* [What needs to be done]: Below are records to reproduce in full; copy them exactly but keep the pictures out.

* [Dataset entries]:
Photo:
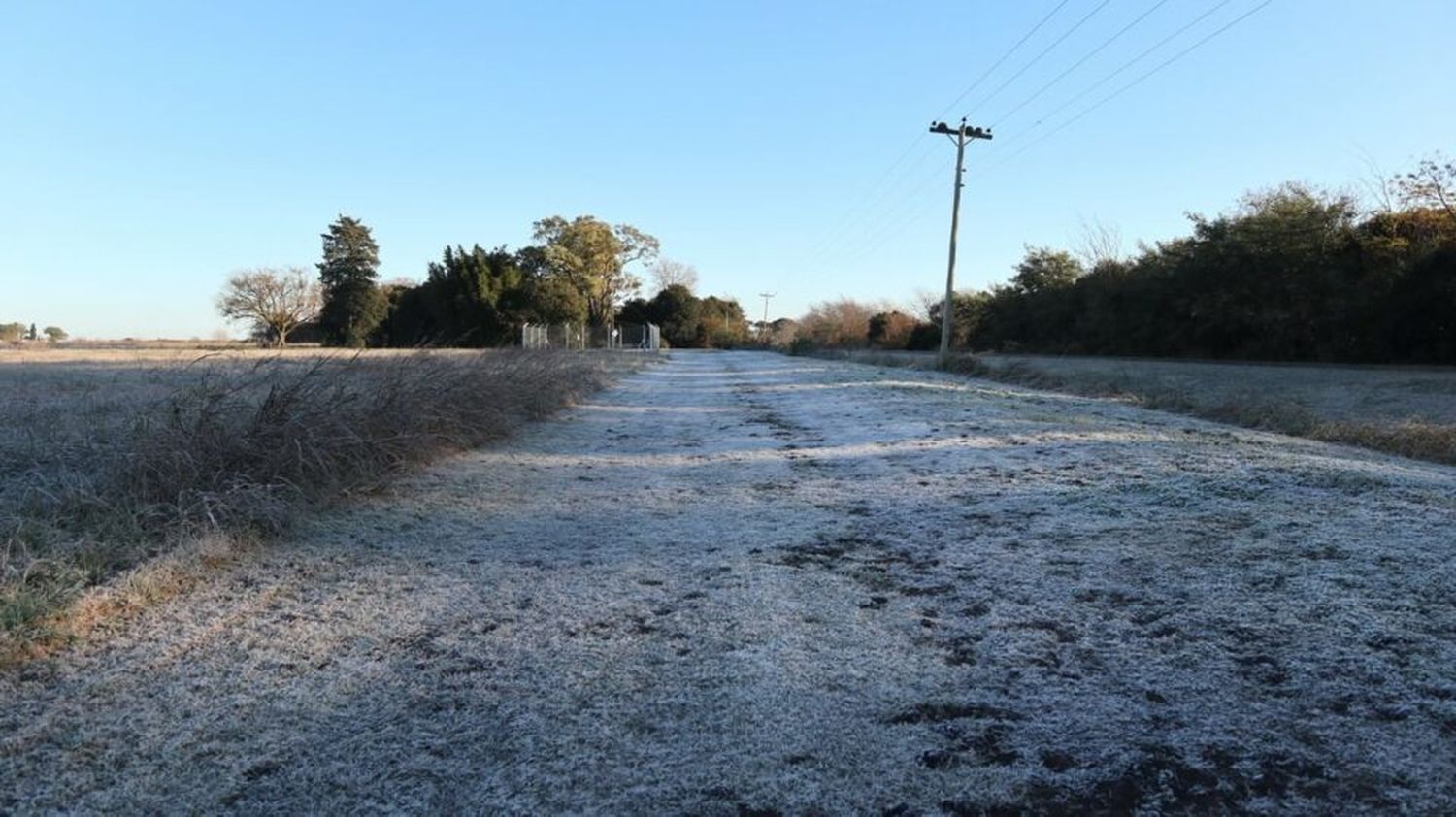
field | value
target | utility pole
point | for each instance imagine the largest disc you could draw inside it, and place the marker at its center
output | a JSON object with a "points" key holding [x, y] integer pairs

* [Task response]:
Photo:
field | value
target | utility pole
point | for each instance imagine the largest disc you could draw inside it, and place the marker at its center
output | a JSON object with a "points" key holding [x, y] integer pairs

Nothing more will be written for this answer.